# start of Document text

The RX100/2 Meets SAM

And you go to boot camp

Days 5, 6, and 7: M Mode Tour of Duty

By now you're quite familiar with the mechanics of manually adjusting all three exposure variables. What you need to do now is take dozens of "real world" pictures using this methodology.

Assignment: Presumably, you already have some mechanism for sharing your pictures, whether it be something like Flickr, Facebook, or simply e-mail attachments sent to family and friends, or (heaven forbid!) actual photographic prints. To keep up your motivation during this put-into-practice period, I suggest working toward producing a set of something like ten pictures, all done in manual mode, that aren't just exercises but are ones you can feel proud to show off. Each one will need to be free from technical faults. Plus, each one will need to have something about it that is interesting enough and/or beautiful enough to command the viewer's attention.

Before turning off the camera: As explained in the first lesson, you should already have a memory recall position to allow you to quickly switch to automation to grab an emergency, quick-response shot. But another thing that helps is to leave your M mode settings in a relatively sane state whenever you can predict how you'll next be using your camera. If you expect to be working in low light, leave ISO at maybe 800 or 1600, and aperture at something wider than f/8.

No larger version

Fig. 20: Boys running at a beach

I'm sure there are whole swaths of photography for which manual mode shooting is counter-productive. If you're doing sports or wildlife and players or critters keep moving from deep shadow to glaring sunlight, like the boys of summer in Fig. 20, this probably isn't the best time to practice your manual mode work.

But, equally, in many contexts you're going to find that you can leave all three settings alone from shot to shot and concentrate on other variables like composition and focus, knowing that no exposure gremlin is lurking in the shadows to spoil your shot. A glance at the histogram is all you need to check that the light hasn't changed.

Your objective is to become so comfortable shooting manual exposure that you never again have any hesitation about switching into it whenever it's appropriate. At that point you'll also have a good feel for which circumstances it's appropriate and for which it's not. For many of us, our list of inappropriate circumstances are very short.

M mode customizations: Since you've got past the point of just learning M mode, feel free to experiment with different control assignments for shutter, aperture, and ISO. Note that, if you prefer to use your lens ring for zoom, focus, or some other non-exposure function, there may not be any better arrangement than what we've been using.

The lens ring, left rear wheel rocker, and right rear wheel rocker can be re-assigned to these functions from the Gear 2 menu. Since I find the lens ring easiest of these to use, I'd prefer to assign it to shutter speed, my most-used function. But each time I turn on the camera the rear wheel defaults to shutter speed, whether or not the lens ring is also assigned there, so not much point in assigning shutter to the lens ring. Likewise, I'd prefer to have the rear wheel default to ISO, since that's my second most-used function, but that's not possible. So I have ISO on the lens ring, let the rear wheel default to aperture, and use the bottom toggle to switch to aperture. I also have Control Ring Display to Off in the Gear 2 menu.

# end of Document text
# start of Data block

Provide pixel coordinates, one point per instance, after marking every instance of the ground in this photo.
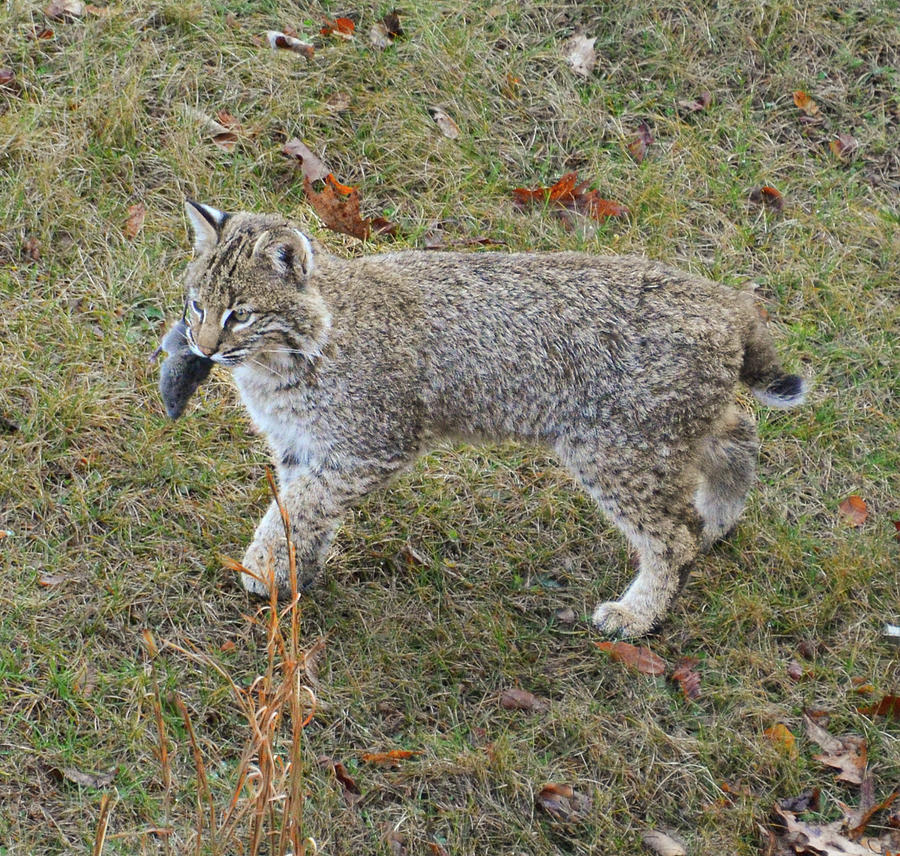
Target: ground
(449, 588)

# end of Data block

> **Written tasks**:
[A] Answer these from the manual-mode lesson:
(i) What ISO settings does it suggest leaving on the camera if you expect to be working in low light?
(ii) From which menu can the lens ring and the rear wheel rockers be reassigned?
(iii) Roughly how many pictures does the assignment suggest working toward?
[B] Reproduce everything in the manual-mode lesson from "Assignment: Presumably, you" down to "the viewer's attention.", word for word.
Rely on the manual-mode lesson alone.

> **Solutions**:
[A]
(i) Maybe 800 or 1600.
(ii) The Gear 2 menu.
(iii) Something like ten.

[B]
Assignment: Presumably, you already have some mechanism for sharing your pictures, whether it be something like Flickr, Facebook, or simply e-mail attachments sent to family and friends, or (heaven forbid!) actual photographic prints. To keep up your motivation during this put-into-practice period, I suggest working toward producing a set of something like ten pictures, all done in manual mode, that aren't just exercises but are ones you can feel proud to show off. Each one will need to be free from technical faults. Plus, each one will need to have something about it that is interesting enough and/or beautiful enough to command the viewer's attention.